**Work to complete**
Please transcribe the data below in full. Omit any picture you find in it.

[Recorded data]

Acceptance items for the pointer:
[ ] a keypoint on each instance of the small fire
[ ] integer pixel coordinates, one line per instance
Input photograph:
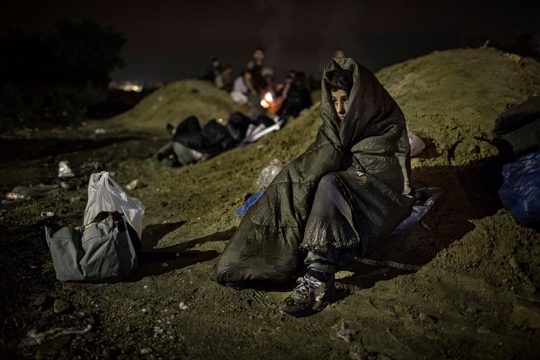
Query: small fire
(268, 100)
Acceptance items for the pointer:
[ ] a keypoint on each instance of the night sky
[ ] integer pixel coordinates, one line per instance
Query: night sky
(170, 40)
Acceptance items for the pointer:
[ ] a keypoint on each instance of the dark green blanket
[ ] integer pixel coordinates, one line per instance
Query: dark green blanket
(369, 151)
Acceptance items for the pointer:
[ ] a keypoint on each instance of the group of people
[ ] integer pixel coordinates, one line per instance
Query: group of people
(255, 87)
(346, 193)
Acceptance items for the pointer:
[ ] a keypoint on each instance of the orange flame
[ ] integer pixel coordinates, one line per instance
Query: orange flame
(267, 100)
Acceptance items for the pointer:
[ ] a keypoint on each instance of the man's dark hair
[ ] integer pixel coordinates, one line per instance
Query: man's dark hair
(340, 79)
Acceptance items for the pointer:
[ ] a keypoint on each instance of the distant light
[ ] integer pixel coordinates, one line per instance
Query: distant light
(128, 86)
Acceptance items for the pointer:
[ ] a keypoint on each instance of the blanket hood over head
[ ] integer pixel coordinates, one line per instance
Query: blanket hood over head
(371, 140)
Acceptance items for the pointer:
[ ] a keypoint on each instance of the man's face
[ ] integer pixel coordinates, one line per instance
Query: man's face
(341, 102)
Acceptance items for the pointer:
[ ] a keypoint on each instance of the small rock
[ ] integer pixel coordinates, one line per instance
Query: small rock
(75, 199)
(345, 332)
(61, 306)
(145, 351)
(483, 330)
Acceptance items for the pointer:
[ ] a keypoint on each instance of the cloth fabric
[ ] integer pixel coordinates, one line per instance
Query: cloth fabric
(368, 156)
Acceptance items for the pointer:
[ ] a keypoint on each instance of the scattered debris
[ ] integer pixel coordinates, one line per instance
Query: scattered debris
(61, 306)
(391, 264)
(62, 325)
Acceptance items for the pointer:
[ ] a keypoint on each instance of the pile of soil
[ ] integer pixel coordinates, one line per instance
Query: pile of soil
(474, 295)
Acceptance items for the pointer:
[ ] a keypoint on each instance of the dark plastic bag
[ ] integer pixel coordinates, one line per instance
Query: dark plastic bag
(106, 250)
(520, 192)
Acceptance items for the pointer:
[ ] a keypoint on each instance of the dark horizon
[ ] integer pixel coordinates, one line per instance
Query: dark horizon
(170, 40)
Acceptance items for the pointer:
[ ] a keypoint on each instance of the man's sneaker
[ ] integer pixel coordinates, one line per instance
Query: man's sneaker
(309, 297)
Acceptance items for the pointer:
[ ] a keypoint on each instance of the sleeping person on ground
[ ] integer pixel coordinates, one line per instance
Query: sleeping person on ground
(346, 193)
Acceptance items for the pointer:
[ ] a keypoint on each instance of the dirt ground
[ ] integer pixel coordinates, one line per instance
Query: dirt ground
(475, 293)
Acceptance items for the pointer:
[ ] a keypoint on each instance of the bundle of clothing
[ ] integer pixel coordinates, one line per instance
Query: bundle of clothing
(192, 143)
(347, 191)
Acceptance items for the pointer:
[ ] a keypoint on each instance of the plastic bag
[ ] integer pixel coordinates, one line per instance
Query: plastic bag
(269, 173)
(520, 192)
(425, 199)
(242, 210)
(104, 194)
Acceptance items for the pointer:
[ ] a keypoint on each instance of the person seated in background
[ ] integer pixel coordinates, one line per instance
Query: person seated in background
(256, 82)
(347, 192)
(240, 91)
(225, 80)
(297, 96)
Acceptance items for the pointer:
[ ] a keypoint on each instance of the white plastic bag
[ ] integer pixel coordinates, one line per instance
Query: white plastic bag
(104, 194)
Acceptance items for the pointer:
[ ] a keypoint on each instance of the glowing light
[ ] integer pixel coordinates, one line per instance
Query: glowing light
(267, 100)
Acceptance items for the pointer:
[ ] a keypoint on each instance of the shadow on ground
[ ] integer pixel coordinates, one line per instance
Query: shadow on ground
(164, 260)
(465, 196)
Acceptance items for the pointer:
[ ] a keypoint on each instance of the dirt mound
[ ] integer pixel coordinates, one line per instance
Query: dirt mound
(451, 98)
(475, 294)
(176, 101)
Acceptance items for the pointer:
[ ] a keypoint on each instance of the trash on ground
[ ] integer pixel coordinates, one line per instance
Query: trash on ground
(133, 184)
(242, 210)
(58, 326)
(425, 199)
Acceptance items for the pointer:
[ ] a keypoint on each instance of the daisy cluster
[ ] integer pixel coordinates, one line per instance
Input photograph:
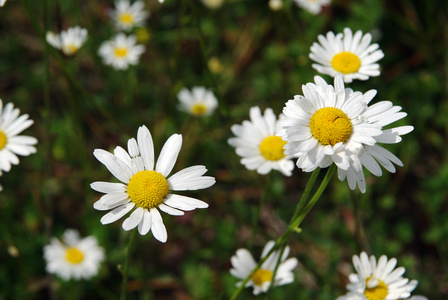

**Final answer**
Acceptance items for the pointer:
[ ] a keypoint on each instance of the small fire
[ ] integer pixel coordinates, one line per instance
Input photograph:
Query: small fire
(268, 100)
Acceptance items for the pointer:
[ ] a keypoint on each instance of the night sky
[ ] integer pixel coordinates, one line per instance
Query: night sky
(170, 40)
Acceptance items for the pointer:
[ ] a keypoint on each instance of the dark green blanket
[ ] integer pixel coordinates, one line per instance
Query: dark green blanket
(369, 151)
Acceptance items for the pointer:
[ ] a keypoint on each instance of the group of people
[ ] integer pixel coordinates, one line per instance
Query: group of people
(255, 87)
(346, 193)
Acceptance items for the pointer:
[ ] a keypoint on each instance of the orange flame
[ ] integer pixel coordinates, one line per instance
Query: orange flame
(267, 100)
Acceptance items for the pointer:
[ ] a keypoint on each instance of the man's dark hair
[ ] integer pixel coordinates, one line per instance
Query: man's dark hair
(340, 79)
Acceptance items for the pointer:
[ ] a keypoint on each instance of the distant light
[ ] integer pixel coordinates, one line per instance
Query: distant light
(128, 86)
Acceptance items for the pointer:
[ ] a keypoint on each instance of the blanket hood over head
[ ] integer pixel coordinates, one line per instance
Query: blanket hood over head
(371, 140)
Acceptance items for the pointer:
[ ] a keypoint on each instance of the man's face
[ ] integer pixel coordinates, one line per instance
Query: man's face
(341, 102)
Acceptance items for the pointer:
[ ] a keypoint on each instance of the small rock
[ ] integer pixel coordinates, one line per instance
Query: small rock
(75, 199)
(345, 332)
(61, 306)
(145, 351)
(483, 330)
Acceptance items for the pointer:
[ ] a keypoint on each instance of the cloth fabric
[ ] integer pixel coordinates, one line per instance
Query: cloth fabric
(368, 156)
Acceptance items for the pointer:
[ ] a keypoint on each instance of the scattered debris
[ ] integer pixel coordinates, one line per instance
Query: scattered debris
(61, 306)
(391, 264)
(62, 325)
Acceptance items for the pointer:
[ ] a keypoint on each instance of the pile of soil
[ ] integer pixel coordinates, one line per instance
Query: pile of soil
(474, 295)
Acceptance items for the pointer:
[ ] a keypoint on each instance of the dark plastic bag
[ ] integer pixel coordinates, one line per instance
Query: dark plastic bag
(106, 250)
(520, 192)
Acceptance items for the pointer:
[ ] a keypoint on each instance of the dark horizon
[ ] integer pixel coordinates, one line per instance
Query: dark horizon
(170, 40)
Acceptance items for the pointer:
[ ] a keypoint on each instance of the man's sneaker
[ ] integer pixel coordinates, one line per instance
Query: man's sneaker
(309, 297)
Acceptance items for the pointer:
[ ] a keypoint on each instance of the sleeping person on ground
[ ] integer pixel coordinates, one line per instance
Query: sleeping person on ground
(346, 193)
Acceptance items for the pointer:
[ ] a keypoint on each instance of the dirt ground
[ ] integer pixel coordinates, one line per instance
Query: dirt ground
(475, 293)
Acceptance items for the pointer:
[ ] a keypoint on each instance of the bundle of clothing
[ ] integer pixel coordinates, one line per instance
Query: bundle of clothing
(192, 143)
(347, 191)
Acceptance items for the pointer:
[ ] a keypoint on each instance of the plastic bag
[ ] integer pixel coordinates, one line per instance
Query: plastic bag
(269, 173)
(520, 192)
(425, 199)
(242, 210)
(104, 194)
Acceptance items for the pointer:
[ ] a keypoint on each instance of the person seated in background
[ ] integer pixel coordinates, one line per instance
Query: person seated in background
(256, 82)
(347, 192)
(240, 91)
(225, 80)
(297, 96)
Acceptance items for the pointer:
[ ] a keypoint on each instance of the white plastic bag
[ ] integer pixel coordinates, one line per instance
Query: white plastic bag
(104, 194)
Acceptance items for the pointer:
[ ] a keypoint on each instance of the glowing light
[ ] integer pixel coordinates, one line per instance
Query: glowing light
(267, 100)
Acceptance items for the pointer:
[ ] a keypoint on each instance of the shadow on ground
[ ] integer pixel coordinates, one line per instance
Query: shadow on ground
(164, 260)
(465, 196)
Acceptance items for the pointer:
[ ] a keypoint on each instance of the dirt mound
[ ] integer pixel coordinates, one line per instance
Query: dirt mound
(451, 98)
(475, 294)
(176, 101)
Acceptance items for the pointer:
[ ] a keypoint on each instance of the trash on ground
[ ] integer pixel coordinates, one line per instance
Query: trash on ground
(133, 184)
(242, 210)
(58, 326)
(425, 199)
Acceptance items for the pointer:
[ ] a keypoint on each instance of the daisy cluster
[ ] integer pixel coordinates, one line per instance
Input photograph:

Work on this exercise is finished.